** begin SOURCE DATA **
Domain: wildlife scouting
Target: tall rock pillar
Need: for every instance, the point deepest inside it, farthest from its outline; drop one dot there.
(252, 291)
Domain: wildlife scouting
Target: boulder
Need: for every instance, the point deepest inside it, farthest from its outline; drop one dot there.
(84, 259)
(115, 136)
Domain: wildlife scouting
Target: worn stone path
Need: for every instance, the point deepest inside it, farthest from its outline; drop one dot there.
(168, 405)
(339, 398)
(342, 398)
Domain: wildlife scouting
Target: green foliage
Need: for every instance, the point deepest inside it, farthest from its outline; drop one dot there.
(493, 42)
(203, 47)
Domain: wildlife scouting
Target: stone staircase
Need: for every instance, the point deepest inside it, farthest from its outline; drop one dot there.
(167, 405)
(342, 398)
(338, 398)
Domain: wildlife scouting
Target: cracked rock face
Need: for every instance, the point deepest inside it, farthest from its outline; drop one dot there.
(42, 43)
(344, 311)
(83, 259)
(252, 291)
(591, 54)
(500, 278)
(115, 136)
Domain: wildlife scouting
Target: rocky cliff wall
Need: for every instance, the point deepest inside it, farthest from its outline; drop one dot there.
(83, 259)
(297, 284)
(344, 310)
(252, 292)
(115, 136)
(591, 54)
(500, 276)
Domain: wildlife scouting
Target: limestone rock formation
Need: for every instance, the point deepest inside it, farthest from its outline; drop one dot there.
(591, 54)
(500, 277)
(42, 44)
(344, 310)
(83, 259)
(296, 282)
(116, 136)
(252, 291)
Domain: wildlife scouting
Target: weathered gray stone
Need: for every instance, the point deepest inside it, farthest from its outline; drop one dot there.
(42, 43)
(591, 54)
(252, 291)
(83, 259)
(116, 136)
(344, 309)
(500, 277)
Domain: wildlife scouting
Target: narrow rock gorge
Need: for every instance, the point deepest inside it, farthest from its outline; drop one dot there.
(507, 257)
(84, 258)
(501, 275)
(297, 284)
** end SOURCE DATA **
** begin SOURCE DATA **
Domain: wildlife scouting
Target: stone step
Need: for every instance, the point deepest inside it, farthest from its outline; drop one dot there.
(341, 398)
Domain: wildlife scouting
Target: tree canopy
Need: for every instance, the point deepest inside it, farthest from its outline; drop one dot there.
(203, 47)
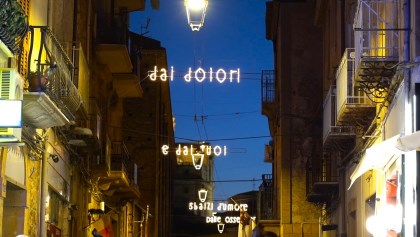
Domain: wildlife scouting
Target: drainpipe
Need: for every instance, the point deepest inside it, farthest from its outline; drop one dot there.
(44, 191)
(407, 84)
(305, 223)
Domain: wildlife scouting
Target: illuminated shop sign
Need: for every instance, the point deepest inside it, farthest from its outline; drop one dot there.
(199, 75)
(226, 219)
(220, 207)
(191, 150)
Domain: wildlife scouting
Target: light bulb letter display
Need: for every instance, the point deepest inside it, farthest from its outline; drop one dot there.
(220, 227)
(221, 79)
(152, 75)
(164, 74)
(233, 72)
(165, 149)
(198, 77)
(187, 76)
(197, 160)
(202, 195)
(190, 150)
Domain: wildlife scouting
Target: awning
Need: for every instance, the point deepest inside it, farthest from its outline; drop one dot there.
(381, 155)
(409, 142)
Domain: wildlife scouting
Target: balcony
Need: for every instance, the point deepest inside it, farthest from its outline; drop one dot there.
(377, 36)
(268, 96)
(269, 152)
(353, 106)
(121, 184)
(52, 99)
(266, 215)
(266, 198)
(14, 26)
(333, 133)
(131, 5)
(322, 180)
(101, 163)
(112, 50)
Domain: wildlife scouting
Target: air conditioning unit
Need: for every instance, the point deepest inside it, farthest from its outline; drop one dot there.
** end SOURCE DATA **
** begin SOURCE DATA **
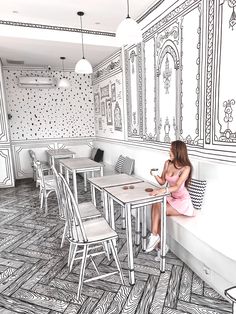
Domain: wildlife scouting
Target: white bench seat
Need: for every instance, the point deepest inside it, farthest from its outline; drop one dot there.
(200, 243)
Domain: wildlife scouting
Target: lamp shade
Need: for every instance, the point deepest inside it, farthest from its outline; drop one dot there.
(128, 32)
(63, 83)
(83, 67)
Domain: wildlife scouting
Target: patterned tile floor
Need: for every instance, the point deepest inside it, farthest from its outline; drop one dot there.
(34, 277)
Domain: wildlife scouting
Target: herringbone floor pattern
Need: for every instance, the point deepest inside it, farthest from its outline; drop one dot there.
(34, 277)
** end SOURCE DATA **
▶ **WHAT YOU NEED TO DO**:
Extract every line in the material that contains the word "floor".

▶ **RIGHT ANSWER**:
Target: patterned tile floor
Target: herringbone floor pattern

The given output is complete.